» Extrait du document
Philippa Motte : Les troubles psychiques peuvent porter atteinte à la capacité de travail, la concentration, la mémorisation, il peut aussi y avoir une plus grande fatigabilité. Il y a un avant et un après. Il y a des phénomènes de repli sur soi, d’isolement, d’irritabilité, qui s’amplifient. Un élément à avoir en tête, qui peut être intéressant pour entamer un dialogue, c’est qu’en parallèle du psychisme, le corps parle : il y a des troubles somatiques, comme des troubles du sommeil. Il peut y avoir des troubles de l’alimentation, des douleurs musculaires, des douleurs de dos. Toutes ces manifestations doivent être identifiées et prises en compte le plus en amont possible. Souvent on identifie les choses, mais on se demande comment en parler, pourquoi, est-ce que c’est bien mon rôle ? Donc quand on identifie des difficultés, il faut entamer un dialogue.
Eloise Brault : Effectivement, ce qui importe c’est le dialogue et le travail de collaboration. L’espace santé ne peut pas travailler auprès des étudiants sans les enseignants. Et les enseignants ont besoin aussi d’avoir un lieu et une équipe pour pouvoir s’appuyer.
Philippa Motte : De même en entreprise, si la personne refuse la prise en charge, il est possible de s’appuyer sur des équipes pluridisciplinaires de santé. Il y a les services de santé, les services sociaux, les RH, les représentants du personnel, la mission handicap, surtout dans les grosses entreprises. La pluridisciplinarité est fondamentale, et souvent ce sont les accompagnements qui fonctionnent.
Les ruptures de parcours existent aussi dans le milieu professionnel, finalement, ce sont les mêmes « bonnes pratiques » qu’il faut mettre en place pour une réinsertion professionnelle réussie ?
Philippa Motte : il y a beaucoup de similitudes entre ce qu’il faut faire dans les entreprises et ce qu’il faut faire dans le cadre universitaire. On a le sentiment, dans le cadre de l’université, qu’il y a beaucoup plus de flexibilité, peut-être plus de tolérance. Dans le cadre de l’entreprise, il y a souvent beaucoup de protestation, beaucoup d’objections qui sont données aux bonnes pratiques qu’on essaie de conseiller.

» Complétez ce qui suit
- A) Dans l’extrait, quel trouble somatique Philippa Motte donne-t-elle en exemple juste après avoir dit que « le corps parle » ?
- B) Comment traduire en anglais cette phrase de l’extrait : « L’espace santé ne peut pas travailler auprès des étudiants sans les enseignants. » ?
- C) Ces affirmations concordent-elles avec l’extrait ? Répondez par oui ou par non pour chacune, en citant les mots décisifs.
(i) Selon Eloise Brault, les enseignants ont besoin d’un lieu et d’une équipe sur lesquels s’appuyer.
(ii) Philippa Motte estime qu’il y a plus de flexibilité en entreprise qu’à l’université.
(iii) Philippa Motte cite la mission handicap parmi les appuis possibles en entreprise.
La liste qui suit n’a aucun rapport avec l’extrait.

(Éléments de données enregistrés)
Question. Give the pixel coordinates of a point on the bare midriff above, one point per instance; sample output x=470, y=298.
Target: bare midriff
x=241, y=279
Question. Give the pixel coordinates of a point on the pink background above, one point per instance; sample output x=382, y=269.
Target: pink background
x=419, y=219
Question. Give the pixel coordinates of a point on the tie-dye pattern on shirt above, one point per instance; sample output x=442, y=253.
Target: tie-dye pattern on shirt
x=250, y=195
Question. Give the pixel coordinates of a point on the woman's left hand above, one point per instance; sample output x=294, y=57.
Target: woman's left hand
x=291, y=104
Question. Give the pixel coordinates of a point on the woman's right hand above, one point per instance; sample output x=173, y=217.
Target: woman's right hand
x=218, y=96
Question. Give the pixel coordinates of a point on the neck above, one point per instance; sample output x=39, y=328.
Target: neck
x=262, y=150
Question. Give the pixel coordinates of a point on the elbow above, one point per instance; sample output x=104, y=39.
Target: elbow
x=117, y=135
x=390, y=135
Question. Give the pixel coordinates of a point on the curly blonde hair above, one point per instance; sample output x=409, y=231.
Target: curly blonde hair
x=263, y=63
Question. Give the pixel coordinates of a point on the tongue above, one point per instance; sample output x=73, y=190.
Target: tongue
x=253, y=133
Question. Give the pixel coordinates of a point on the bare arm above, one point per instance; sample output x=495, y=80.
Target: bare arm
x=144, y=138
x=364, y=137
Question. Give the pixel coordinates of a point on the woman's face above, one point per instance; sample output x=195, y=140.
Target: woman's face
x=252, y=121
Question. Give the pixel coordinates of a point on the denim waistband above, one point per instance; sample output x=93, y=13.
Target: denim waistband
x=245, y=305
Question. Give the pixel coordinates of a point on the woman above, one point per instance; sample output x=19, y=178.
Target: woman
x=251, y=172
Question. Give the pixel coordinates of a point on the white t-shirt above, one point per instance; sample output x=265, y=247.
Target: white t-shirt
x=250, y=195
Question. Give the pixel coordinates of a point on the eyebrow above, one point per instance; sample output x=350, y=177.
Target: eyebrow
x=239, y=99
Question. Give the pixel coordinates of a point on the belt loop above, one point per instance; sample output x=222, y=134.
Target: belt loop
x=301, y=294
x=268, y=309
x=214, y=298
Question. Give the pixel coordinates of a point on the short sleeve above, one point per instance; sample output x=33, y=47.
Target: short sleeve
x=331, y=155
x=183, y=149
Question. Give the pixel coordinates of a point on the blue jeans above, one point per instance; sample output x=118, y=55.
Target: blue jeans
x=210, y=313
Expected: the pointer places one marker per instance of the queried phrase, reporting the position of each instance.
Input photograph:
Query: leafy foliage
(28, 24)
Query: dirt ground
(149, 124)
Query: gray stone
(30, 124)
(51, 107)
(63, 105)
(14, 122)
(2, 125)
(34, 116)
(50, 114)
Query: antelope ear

» Réponses attendues
- A) Les troubles du sommeil.

- B) The health center cannot work with students without the teachers.

- C)
(i) Oui : « Et les enseignants ont besoin aussi d’avoir un lieu et une équipe pour pouvoir s’appuyer. »
(ii) Non : « On a le sentiment, dans le cadre de l’université, qu’il y a beaucoup plus de flexibilité »
(iii) Oui : « la mission handicap, surtout dans les grosses entreprises »